昨日の日直の時に受診した17歳女性。午前中に、2日前から咳・発熱が続いて受診した。鼻汁・咽頭痛はない。連れてきた母親が咳がひどくてというが、診察中はそれほどでもなかった。聴診上は異常がなかった。喘息の既往はない。
3日目だが心配ならば肺炎の有無を見るために胸部X線をとりましょうか、言ったが、母親はとらなくてもいいとうことだった。通常の鎮咳剤と咳がひどい時様にリン酸コデイン1g頓用を処方した。
夕方から咳がひどくなって、ゼーゼーもあると再受診した。聴診すると、吸気時(呼気時ではなく)に軽度の喘鳴が聴取された。横臥すると苦しいという。酸素飽和度が93%(室内気)で、何度か測定すると93~96%になっていた。嚥下はできて、頸部X線でも喉頭蓋炎の初見はなかった。胸部X線で右下肺野に淡く陰影があり、心陰影に沿って空気(気腫像)がある。後から呼吸数をみると、26回/分の頻呼吸だった。

▶ **提供データ**:
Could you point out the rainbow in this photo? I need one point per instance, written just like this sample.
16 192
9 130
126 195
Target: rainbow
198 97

▶ **課題一覧**:
[A] 本文で、後から確かめた呼吸数は1分あたり何回だったか。
[B] 本文のうち、「夕方から咳がひどくなって、ゼ」を含む語句で始まり「吸数をみると、26回/分の頻呼吸だった。」で終わる部分を、一字も変えずに書き写せ。
項目は本文とは別の資料である。

▶ **解答**:
[A] 26回/分だった。

[B]
夕方から咳がひどくなって、ゼーゼーもあると再受診した。聴診すると、吸気時(呼気時ではなく)に軽度の喘鳴が聴取された。横臥すると苦しいという。酸素飽和度が93%(室内気)で、何度か測定すると93~96%になっていた。嚥下はできて、頸部X線でも喉頭蓋炎の初見はなかった。胸部X線で右下肺野に淡く陰影があり、心陰影に沿って空気(気腫像)がある。後から呼吸数をみると、26回/分の頻呼吸だった。